_Отрывок_
● ● ●

Церковь Третьего Завета, трудами Мережковского, обзавелась своей традицией, новым
«священным преданием» — пророками и святыми. Это традиция высокой европейской
культуры — от «вечных спутников» Мережковского до творцов «серебряного века».
Церковь Мережковского — это культура, пришедшая к своим религиозным истокам,
осознавшая свое божественное происхождение. В культуре Мережковский хочет обрести
религиозное измерение и осмыслить его в качестве пути к Богу. Так,
Достоевский конципируется Мережковским в качестве одного из величайших пророков
Третьего Завета — религии «Св. Духа, Св. Плоти».[12]
Другой пророк, даже больше чем пророк — «предтеча Новой Церкви»[13], новый Иоанн, Ангел пустыни — таков для Мережковского Владимир
Соловьев. Отношение Мережковского к Соловьеву очень сложное. С одной стороны,
весь Мережковский, все его смыслы и софийный пафос вышли из Соловьева. Однако
в своих сочинениях Мережковский Соловьева вспоминает крайне редко. Почему так?

● ● ●

_Список данных_

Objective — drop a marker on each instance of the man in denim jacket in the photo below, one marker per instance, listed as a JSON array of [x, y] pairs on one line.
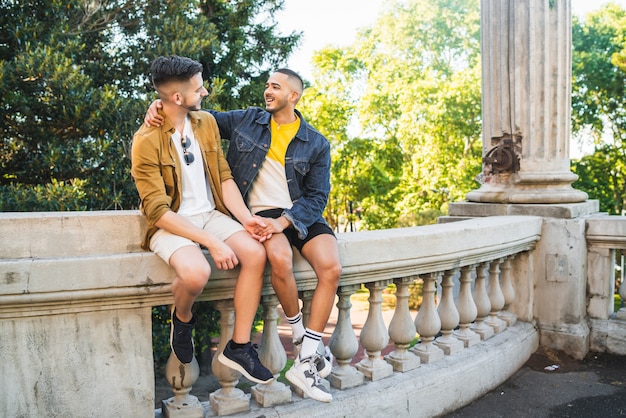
[[282, 167]]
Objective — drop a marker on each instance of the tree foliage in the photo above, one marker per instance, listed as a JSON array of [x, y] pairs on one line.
[[411, 83], [598, 108], [74, 86]]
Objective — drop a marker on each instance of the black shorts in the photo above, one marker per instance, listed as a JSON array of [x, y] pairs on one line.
[[318, 228]]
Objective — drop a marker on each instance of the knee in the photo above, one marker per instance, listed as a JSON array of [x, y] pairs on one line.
[[330, 275], [281, 263], [194, 277]]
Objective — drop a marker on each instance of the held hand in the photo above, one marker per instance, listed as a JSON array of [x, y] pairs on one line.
[[257, 226], [152, 116], [223, 255], [274, 226]]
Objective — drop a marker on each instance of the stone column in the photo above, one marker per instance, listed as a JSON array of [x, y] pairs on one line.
[[526, 100]]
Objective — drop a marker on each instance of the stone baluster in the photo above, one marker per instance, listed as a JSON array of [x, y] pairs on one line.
[[374, 335], [467, 309], [621, 313], [272, 355], [483, 306], [496, 298], [182, 377], [508, 291], [344, 344], [428, 322], [402, 329], [307, 297], [229, 399], [449, 316]]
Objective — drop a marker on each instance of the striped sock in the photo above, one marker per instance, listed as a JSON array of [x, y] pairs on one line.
[[297, 328], [310, 343]]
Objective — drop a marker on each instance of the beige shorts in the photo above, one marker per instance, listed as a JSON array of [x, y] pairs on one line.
[[164, 243]]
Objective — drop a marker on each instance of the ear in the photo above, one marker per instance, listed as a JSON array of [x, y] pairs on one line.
[[177, 98], [294, 96]]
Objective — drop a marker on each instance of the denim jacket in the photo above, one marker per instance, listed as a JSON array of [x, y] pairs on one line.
[[307, 161]]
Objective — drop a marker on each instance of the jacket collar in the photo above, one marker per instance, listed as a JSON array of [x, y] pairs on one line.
[[264, 119]]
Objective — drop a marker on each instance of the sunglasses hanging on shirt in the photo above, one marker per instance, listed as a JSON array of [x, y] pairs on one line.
[[187, 155]]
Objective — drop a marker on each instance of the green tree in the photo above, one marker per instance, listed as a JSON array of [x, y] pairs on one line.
[[598, 110], [412, 83], [74, 86]]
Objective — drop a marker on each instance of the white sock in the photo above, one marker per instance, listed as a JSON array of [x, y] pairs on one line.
[[297, 327], [310, 343]]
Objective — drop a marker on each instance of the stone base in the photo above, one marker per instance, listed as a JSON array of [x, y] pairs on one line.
[[465, 210], [509, 317], [375, 370], [303, 395], [573, 339], [496, 323], [232, 403], [184, 407], [484, 330], [346, 377], [608, 336], [468, 337], [428, 353], [403, 361], [275, 393], [450, 345]]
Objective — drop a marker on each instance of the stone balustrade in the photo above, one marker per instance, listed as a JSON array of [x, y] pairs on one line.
[[77, 291], [606, 244]]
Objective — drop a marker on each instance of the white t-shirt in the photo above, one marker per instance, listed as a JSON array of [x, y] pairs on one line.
[[197, 197]]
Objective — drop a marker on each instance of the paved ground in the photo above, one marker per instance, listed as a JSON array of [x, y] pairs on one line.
[[592, 388], [551, 384]]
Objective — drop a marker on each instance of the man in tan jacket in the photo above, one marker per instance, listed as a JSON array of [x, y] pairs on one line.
[[187, 196]]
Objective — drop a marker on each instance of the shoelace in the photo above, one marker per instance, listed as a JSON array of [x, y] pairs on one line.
[[317, 380]]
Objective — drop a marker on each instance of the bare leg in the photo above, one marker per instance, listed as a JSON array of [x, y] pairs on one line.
[[192, 274], [252, 260], [280, 256], [322, 254]]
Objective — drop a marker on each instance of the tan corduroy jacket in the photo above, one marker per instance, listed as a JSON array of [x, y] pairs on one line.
[[156, 167]]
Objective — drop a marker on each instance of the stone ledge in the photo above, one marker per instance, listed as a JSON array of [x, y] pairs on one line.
[[430, 390]]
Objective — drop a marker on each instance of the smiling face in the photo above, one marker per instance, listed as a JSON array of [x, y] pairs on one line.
[[280, 94], [192, 93]]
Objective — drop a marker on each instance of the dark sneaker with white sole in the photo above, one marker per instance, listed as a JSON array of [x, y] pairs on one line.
[[324, 360], [181, 338], [246, 361], [305, 376]]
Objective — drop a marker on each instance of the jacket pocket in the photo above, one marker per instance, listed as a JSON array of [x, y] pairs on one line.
[[168, 172], [302, 167]]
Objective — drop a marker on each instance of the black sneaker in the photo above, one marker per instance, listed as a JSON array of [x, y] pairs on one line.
[[323, 361], [305, 376], [181, 339], [246, 361]]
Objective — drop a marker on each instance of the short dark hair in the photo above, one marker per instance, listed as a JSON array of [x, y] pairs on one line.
[[173, 68], [293, 74]]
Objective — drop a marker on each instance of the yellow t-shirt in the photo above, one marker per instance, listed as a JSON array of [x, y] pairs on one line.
[[269, 190]]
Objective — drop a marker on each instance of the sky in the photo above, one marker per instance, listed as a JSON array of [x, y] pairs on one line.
[[335, 22]]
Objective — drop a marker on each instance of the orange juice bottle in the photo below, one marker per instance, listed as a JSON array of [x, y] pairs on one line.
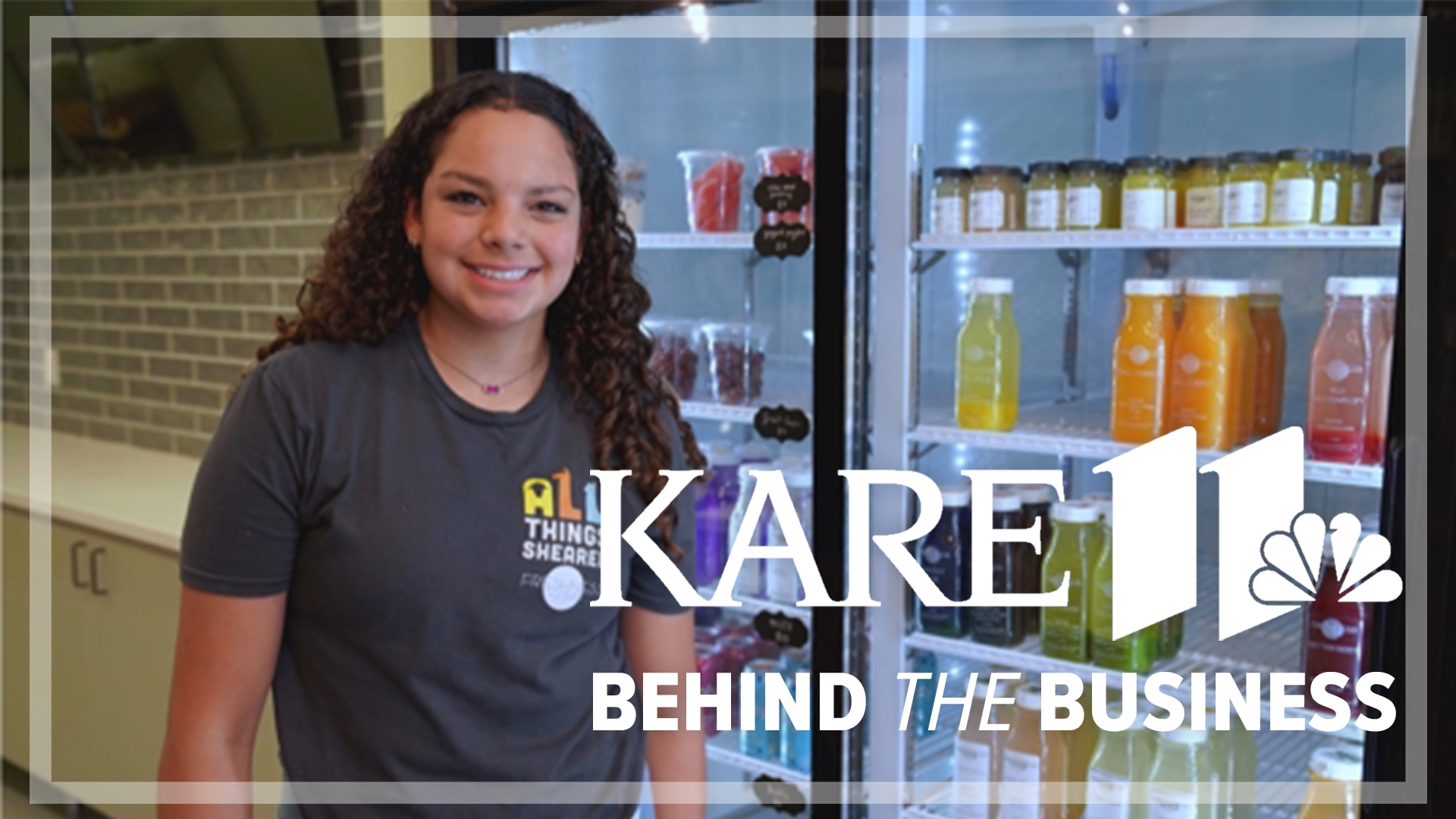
[[1206, 371], [1269, 356], [1031, 755], [1141, 357], [1244, 423]]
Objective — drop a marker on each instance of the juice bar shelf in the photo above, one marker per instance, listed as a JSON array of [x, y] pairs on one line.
[[1081, 430], [1337, 237]]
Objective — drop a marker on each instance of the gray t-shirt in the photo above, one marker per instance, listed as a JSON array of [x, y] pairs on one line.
[[438, 561]]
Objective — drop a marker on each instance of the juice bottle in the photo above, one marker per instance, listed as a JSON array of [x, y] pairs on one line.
[[1337, 635], [1031, 755], [1332, 771], [1269, 356], [1075, 537], [1340, 372], [1178, 786], [1036, 504], [1134, 651], [989, 365], [1119, 771], [1248, 359], [1142, 353], [1382, 346], [946, 557], [1207, 372], [976, 758], [1003, 626]]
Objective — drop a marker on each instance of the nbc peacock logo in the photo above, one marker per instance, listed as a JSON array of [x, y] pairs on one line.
[[1294, 563]]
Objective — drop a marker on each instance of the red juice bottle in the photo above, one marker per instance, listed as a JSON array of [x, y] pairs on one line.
[[1337, 635]]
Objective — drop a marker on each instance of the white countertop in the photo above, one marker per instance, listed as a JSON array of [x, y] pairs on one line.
[[121, 490]]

● ● ●

_Необходимые действия_
(a) Кого в отрывке о Мережковском он называет «предтечей Новой Церкви»?
(b) Перепишите из отрывка о Мережковском часть текста: начните со слов, где стоит «Церковь Мережковского —», и остановитесь после «редко. Почему так?».

_Итоговые результаты_
(a) Владимира Соловьева.

(b)
Церковь Мережковского — это культура, пришедшая к своим религиозным истокам,
осознавшая свое божественное происхождение. В культуре Мережковский хочет обрести
религиозное измерение и осмыслить его в качестве пути к Богу. Так,
Достоевский конципируется Мережковским в качестве одного из величайших пророков
Третьего Завета — религии «Св. Духа, Св. Плоти».[12]
Другой пророк, даже больше чем пророк — «предтеча Новой Церкви»[13], новый Иоанн, Ангел пустыни — таков для Мережковского Владимир
Соловьев. Отношение Мережковского к Соловьеву очень сложное. С одной стороны,
весь Мережковский, все его смыслы и софийный пафос вышли из Соловьева. Однако
в своих сочинениях Мережковский Соловьева вспоминает крайне редко. Почему так?